◆ **What you are asked to do**: Check each line of the data below for the word "mountain", then extract the ones that have it.

◆ **Data for processing**:
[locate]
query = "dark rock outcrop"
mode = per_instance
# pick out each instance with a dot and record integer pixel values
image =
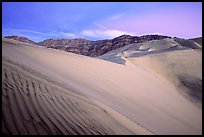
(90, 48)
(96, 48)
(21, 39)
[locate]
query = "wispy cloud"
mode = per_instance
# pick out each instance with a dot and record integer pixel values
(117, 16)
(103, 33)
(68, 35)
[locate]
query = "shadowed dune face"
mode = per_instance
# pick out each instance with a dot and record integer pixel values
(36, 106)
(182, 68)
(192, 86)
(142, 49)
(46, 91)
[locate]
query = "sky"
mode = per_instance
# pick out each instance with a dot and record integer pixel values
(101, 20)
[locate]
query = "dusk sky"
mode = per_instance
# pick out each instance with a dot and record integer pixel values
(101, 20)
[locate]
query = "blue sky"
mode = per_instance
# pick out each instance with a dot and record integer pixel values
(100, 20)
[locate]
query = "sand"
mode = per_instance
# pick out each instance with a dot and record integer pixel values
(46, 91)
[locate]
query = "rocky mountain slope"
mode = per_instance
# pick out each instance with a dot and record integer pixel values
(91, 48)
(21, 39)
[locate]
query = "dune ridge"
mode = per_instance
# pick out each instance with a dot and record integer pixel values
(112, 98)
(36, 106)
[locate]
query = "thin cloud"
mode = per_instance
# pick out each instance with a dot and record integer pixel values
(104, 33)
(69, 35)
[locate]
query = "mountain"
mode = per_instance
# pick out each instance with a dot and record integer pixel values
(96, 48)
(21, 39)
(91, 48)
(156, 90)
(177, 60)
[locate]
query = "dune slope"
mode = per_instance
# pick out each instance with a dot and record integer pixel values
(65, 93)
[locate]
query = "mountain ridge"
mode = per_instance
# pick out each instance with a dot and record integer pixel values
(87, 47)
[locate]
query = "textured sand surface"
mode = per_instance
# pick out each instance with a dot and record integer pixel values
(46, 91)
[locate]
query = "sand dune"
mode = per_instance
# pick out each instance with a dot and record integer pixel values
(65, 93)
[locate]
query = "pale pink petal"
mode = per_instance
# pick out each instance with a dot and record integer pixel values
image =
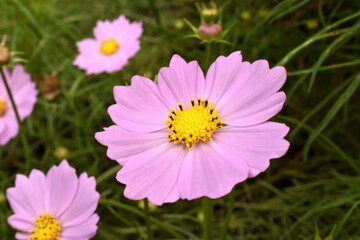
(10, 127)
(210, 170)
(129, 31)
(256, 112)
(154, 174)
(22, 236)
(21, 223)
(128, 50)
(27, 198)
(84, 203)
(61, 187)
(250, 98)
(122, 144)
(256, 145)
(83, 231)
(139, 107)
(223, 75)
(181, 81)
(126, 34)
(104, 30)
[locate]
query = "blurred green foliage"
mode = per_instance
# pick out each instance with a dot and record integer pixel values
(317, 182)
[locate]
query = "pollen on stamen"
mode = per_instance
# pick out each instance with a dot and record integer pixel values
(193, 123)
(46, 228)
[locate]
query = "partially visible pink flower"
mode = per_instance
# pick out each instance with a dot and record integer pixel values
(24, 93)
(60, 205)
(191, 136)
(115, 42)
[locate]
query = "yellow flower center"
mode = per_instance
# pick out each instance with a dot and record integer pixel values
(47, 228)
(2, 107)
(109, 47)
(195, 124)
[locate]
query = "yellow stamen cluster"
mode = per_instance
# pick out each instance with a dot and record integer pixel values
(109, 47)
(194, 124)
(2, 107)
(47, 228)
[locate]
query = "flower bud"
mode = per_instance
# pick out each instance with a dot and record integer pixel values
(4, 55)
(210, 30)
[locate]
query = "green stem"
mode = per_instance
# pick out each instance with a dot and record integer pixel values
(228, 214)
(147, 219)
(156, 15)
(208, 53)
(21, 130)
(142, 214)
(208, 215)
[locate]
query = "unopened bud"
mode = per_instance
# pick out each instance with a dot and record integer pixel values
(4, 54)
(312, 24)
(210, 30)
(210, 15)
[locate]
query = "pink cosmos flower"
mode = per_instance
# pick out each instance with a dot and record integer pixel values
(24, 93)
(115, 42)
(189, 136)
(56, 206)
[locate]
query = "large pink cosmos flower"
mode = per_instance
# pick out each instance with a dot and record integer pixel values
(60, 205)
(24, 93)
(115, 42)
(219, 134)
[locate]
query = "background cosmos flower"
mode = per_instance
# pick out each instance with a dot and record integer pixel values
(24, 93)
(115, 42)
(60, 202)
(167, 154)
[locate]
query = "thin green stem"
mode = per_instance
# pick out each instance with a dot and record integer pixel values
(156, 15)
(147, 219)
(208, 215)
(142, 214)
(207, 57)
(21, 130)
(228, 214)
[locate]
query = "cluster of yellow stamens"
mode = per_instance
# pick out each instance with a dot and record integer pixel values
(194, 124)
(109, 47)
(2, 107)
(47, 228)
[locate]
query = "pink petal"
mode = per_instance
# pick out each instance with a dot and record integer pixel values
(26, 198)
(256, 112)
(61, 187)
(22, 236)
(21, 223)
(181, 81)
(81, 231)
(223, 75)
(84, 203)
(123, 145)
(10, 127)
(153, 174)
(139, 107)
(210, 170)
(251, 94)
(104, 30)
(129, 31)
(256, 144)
--
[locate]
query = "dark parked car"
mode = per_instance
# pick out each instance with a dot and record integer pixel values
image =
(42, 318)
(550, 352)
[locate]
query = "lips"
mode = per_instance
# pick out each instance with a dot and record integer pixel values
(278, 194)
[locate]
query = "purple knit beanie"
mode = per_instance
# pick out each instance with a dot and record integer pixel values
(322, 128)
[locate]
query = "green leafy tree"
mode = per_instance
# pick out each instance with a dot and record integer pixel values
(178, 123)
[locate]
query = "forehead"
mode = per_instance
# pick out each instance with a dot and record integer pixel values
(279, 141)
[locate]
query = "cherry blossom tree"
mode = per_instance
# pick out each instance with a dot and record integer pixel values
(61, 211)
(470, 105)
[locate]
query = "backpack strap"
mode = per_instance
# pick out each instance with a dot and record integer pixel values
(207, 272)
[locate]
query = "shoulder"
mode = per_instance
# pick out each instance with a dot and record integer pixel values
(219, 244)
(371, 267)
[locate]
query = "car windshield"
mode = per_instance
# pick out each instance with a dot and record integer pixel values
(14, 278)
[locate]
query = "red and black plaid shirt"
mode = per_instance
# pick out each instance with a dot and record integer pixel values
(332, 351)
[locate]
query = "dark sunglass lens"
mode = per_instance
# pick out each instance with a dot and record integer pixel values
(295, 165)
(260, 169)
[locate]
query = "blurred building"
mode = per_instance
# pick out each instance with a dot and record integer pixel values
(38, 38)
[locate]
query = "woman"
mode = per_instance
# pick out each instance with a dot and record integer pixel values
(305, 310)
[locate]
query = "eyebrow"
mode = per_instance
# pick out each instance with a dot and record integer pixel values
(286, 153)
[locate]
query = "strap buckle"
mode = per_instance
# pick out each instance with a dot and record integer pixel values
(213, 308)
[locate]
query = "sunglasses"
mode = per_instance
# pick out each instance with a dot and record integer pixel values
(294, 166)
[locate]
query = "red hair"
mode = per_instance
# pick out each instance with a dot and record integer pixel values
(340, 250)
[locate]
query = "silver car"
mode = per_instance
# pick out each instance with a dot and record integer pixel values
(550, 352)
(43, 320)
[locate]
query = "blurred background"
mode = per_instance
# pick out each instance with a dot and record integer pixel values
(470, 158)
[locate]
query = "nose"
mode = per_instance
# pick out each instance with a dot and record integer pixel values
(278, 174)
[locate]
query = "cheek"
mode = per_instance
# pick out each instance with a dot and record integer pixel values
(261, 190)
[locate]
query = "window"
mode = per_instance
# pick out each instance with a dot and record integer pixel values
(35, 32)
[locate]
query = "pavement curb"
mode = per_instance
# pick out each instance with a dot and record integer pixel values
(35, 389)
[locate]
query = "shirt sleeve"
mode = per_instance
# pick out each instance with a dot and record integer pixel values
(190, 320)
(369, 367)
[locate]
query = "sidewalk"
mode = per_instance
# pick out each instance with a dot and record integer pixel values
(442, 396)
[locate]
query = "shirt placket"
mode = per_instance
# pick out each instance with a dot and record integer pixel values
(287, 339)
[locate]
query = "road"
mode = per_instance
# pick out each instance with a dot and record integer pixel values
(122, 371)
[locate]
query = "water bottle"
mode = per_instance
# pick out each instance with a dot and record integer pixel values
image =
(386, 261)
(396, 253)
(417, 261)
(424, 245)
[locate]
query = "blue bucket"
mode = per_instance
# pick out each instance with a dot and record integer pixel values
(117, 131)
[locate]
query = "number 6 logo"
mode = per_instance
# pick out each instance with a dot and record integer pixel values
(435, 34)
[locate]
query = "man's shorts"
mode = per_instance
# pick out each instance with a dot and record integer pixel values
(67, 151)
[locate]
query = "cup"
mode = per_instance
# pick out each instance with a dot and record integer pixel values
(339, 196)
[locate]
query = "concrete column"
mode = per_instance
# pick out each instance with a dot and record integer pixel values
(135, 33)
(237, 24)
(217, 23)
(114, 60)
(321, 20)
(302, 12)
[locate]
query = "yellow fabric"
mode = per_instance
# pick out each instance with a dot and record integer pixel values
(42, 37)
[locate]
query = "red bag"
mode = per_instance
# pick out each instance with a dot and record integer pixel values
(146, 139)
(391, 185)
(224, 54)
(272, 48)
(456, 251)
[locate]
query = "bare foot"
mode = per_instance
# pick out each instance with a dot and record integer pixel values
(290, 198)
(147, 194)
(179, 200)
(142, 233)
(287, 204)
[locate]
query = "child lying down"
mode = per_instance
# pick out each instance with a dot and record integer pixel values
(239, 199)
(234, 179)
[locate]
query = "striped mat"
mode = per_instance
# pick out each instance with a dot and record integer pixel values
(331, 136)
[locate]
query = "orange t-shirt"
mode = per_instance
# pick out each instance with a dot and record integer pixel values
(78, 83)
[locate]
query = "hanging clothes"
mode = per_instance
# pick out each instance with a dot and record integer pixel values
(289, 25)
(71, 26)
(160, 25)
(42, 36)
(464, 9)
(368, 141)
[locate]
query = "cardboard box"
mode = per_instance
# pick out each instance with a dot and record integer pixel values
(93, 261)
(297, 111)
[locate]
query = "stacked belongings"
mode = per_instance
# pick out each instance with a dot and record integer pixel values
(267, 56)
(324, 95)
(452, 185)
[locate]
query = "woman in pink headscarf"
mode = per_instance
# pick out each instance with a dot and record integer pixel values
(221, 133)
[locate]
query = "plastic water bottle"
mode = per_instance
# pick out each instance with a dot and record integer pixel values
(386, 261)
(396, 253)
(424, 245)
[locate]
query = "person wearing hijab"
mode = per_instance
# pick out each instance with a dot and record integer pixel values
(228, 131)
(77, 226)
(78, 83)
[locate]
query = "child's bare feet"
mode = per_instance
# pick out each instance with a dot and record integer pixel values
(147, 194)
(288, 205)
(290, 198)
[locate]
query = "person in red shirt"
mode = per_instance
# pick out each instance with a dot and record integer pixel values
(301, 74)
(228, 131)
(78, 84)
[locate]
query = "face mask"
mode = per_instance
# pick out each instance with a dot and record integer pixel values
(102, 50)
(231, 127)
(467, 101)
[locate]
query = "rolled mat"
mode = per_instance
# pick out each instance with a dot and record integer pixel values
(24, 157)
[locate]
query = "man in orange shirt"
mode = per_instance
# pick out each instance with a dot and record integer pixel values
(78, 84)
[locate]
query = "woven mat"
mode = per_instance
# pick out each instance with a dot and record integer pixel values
* * *
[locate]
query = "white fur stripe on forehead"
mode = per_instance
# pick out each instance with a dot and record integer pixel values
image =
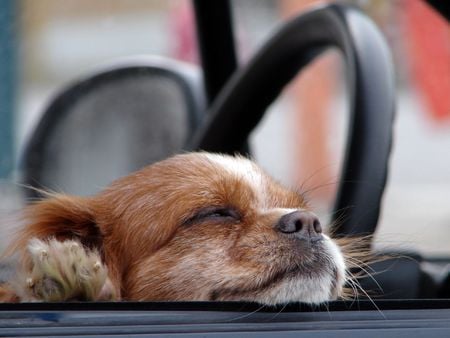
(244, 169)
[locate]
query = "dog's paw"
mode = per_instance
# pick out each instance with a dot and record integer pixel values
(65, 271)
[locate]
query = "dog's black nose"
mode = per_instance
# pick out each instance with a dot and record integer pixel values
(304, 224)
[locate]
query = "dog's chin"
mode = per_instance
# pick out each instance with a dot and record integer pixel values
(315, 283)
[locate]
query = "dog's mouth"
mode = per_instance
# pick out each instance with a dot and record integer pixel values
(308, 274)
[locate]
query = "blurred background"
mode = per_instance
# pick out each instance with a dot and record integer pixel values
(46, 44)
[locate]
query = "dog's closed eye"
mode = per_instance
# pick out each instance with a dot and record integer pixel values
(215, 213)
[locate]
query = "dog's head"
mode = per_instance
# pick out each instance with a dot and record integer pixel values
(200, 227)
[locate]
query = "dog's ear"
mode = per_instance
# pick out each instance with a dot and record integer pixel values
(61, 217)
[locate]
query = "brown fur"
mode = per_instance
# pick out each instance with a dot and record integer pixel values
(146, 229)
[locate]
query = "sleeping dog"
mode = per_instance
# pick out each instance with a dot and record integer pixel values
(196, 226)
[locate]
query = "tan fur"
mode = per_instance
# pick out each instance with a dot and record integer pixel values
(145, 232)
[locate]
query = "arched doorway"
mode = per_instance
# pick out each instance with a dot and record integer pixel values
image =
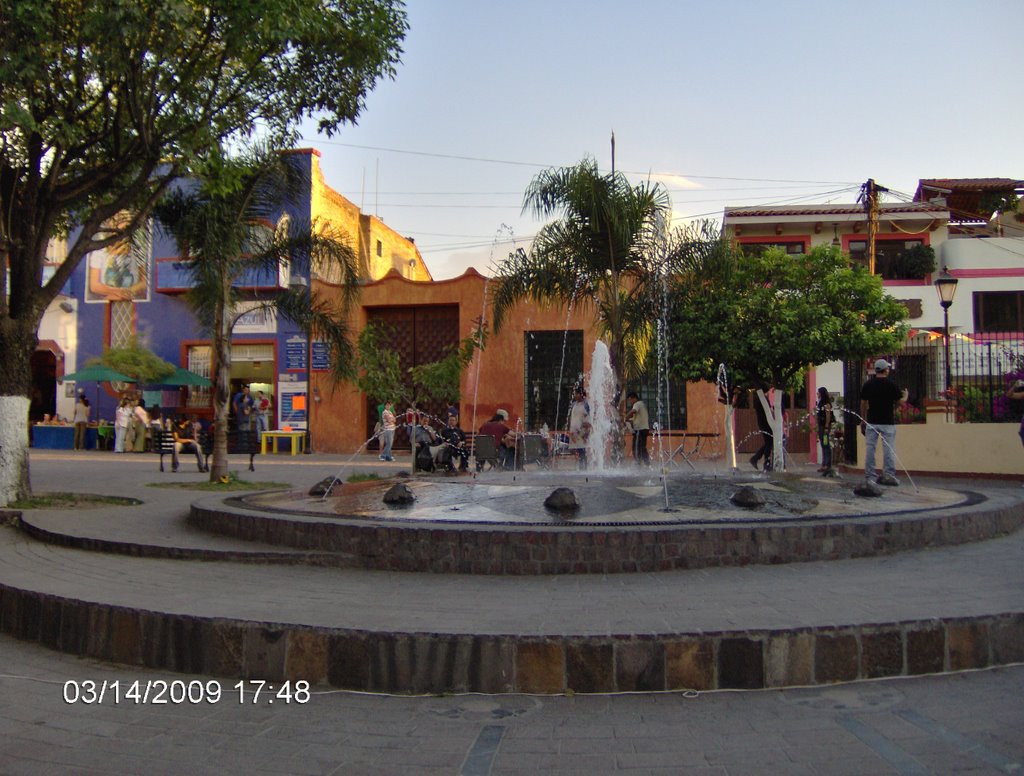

◆ **Response area**:
query = "rocky mountain slope"
query = "mountain"
query = "mountain ridge"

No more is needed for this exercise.